• **Do this**
Reproduce everything in the rows below from the line containing "Detect every instance of pointed" down to the end of the rows, with both of those ends included.

━━━━━ Material

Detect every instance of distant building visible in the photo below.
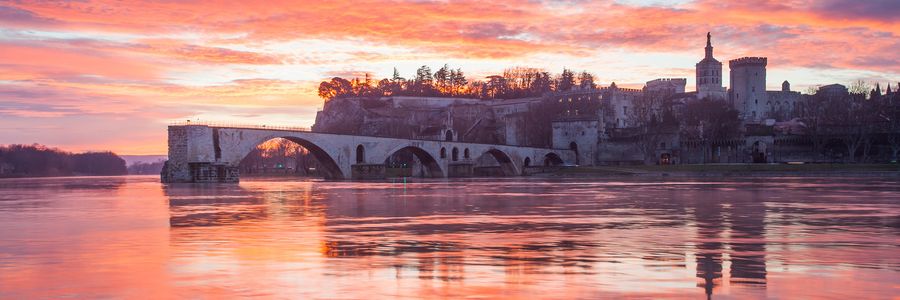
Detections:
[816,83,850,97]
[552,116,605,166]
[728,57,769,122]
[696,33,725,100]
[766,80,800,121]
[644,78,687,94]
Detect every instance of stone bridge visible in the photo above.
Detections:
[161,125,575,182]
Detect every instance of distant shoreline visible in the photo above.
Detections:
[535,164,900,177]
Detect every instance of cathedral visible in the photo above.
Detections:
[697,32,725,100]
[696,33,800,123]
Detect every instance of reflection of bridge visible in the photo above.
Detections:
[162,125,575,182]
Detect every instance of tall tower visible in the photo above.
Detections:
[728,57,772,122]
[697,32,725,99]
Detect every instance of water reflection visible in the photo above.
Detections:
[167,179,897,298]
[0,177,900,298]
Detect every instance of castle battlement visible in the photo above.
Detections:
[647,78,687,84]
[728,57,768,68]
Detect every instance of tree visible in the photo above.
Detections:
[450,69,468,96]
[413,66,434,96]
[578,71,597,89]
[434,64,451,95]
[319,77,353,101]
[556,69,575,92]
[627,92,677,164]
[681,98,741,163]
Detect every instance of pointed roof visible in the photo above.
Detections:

━━━━━━━━━━

• **Result of this task**
Detect every instance of pointed roof visible in the photo above.
Detections:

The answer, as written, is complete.